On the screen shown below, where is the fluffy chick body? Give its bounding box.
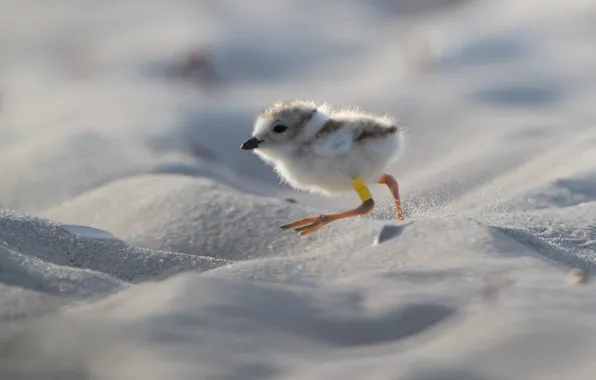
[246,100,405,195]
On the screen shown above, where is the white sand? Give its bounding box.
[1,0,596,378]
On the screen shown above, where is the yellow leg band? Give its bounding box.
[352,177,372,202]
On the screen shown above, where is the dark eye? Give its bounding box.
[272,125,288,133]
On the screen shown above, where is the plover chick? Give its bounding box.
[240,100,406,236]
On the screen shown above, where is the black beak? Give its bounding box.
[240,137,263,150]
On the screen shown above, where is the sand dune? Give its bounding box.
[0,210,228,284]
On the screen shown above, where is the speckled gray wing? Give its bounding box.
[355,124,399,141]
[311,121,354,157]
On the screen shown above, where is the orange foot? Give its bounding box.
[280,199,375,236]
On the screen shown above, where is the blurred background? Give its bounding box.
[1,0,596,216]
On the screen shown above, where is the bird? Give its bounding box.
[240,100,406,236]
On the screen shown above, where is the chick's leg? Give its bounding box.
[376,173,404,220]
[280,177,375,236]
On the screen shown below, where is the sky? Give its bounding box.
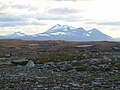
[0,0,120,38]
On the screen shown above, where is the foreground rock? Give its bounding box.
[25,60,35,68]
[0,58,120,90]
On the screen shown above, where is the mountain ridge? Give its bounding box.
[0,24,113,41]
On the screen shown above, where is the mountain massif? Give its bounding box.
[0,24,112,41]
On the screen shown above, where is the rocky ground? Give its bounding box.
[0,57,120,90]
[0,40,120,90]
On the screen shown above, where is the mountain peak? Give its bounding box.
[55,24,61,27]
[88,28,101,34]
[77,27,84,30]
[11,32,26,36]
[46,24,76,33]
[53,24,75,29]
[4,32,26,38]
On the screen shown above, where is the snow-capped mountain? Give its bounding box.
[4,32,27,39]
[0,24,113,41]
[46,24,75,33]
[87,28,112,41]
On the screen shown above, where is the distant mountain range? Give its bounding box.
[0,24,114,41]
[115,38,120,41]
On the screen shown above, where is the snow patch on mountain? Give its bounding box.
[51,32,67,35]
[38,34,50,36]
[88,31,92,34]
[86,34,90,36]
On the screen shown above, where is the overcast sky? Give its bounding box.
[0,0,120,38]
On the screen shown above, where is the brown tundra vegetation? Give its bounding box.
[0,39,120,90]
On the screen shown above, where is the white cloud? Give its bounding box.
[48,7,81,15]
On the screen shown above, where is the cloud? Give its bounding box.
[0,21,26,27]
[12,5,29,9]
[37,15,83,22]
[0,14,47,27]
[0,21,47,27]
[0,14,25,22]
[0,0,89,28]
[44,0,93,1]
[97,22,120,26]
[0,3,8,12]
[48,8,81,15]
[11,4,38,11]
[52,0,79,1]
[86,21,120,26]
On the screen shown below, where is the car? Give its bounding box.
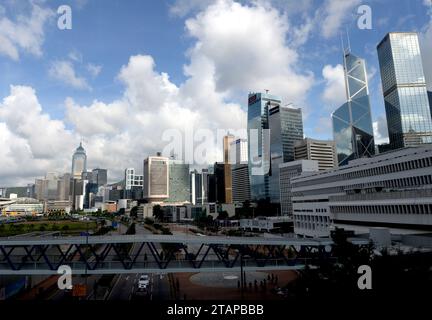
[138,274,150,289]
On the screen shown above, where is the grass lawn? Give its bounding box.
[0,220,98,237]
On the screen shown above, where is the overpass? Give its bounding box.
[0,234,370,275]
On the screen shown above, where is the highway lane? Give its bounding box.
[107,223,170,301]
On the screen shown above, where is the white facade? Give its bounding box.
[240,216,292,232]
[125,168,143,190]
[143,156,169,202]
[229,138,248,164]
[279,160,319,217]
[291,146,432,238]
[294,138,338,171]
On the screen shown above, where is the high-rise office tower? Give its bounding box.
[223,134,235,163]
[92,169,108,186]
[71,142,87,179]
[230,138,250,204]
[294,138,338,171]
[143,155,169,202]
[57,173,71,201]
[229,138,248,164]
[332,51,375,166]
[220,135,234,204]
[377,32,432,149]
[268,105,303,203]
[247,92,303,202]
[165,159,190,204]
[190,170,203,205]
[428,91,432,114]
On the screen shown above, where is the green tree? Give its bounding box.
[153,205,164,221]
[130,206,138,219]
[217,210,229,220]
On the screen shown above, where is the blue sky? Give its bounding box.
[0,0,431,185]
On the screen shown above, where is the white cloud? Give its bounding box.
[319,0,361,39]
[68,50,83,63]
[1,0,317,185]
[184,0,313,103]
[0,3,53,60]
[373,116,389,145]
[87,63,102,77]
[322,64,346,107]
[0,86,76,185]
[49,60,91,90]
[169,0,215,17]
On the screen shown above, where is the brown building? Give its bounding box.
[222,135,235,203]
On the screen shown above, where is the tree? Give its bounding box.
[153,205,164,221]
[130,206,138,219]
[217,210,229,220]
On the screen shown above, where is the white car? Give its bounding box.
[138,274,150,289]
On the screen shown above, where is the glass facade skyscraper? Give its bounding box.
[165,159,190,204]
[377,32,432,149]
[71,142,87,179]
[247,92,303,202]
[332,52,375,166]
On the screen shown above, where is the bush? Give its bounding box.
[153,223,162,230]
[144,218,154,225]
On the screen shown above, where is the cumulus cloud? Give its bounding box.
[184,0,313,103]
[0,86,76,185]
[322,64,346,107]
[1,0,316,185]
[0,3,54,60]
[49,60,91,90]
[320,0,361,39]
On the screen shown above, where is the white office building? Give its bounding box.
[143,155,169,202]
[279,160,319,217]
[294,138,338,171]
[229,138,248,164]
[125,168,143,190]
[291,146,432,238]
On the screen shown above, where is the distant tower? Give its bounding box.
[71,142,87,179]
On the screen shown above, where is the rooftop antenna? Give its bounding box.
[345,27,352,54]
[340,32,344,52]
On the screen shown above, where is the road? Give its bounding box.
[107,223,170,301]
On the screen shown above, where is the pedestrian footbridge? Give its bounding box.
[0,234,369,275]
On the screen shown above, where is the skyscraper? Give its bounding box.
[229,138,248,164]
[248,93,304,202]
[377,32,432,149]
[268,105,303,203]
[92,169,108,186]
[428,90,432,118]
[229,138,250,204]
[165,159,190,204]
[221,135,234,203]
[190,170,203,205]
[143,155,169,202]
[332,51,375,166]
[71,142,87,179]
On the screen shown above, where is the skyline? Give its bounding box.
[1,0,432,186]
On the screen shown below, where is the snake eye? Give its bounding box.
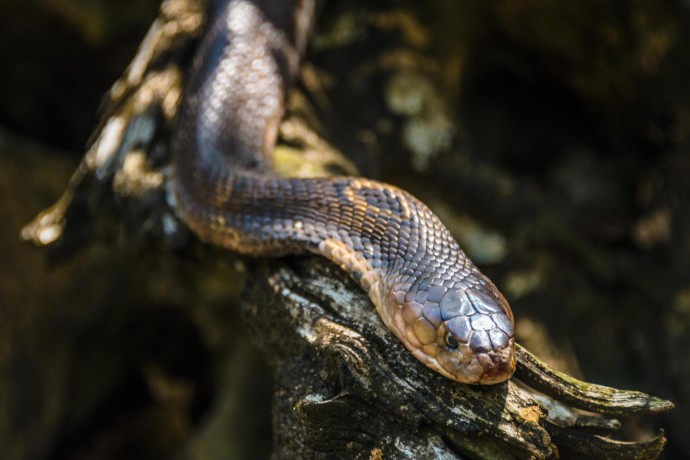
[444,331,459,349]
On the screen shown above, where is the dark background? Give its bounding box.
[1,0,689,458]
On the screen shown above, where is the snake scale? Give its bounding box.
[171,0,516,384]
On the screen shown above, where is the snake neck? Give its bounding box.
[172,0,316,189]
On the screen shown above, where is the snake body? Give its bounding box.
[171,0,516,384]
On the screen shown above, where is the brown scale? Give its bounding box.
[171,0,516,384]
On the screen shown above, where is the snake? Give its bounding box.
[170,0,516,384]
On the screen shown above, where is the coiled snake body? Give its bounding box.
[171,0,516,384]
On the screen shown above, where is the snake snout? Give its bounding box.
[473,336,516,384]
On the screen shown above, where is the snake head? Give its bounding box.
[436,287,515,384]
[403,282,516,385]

EXERCISE OBJECTIVE
Include in the answer nothing but an exact repetition of the lines from the one with "On the screen shown above, where is the snake head?" through the end of the material.

RESPONSE
On the screen shown above, where is the snake head? Give its bounding box.
[436,287,515,384]
[403,282,516,385]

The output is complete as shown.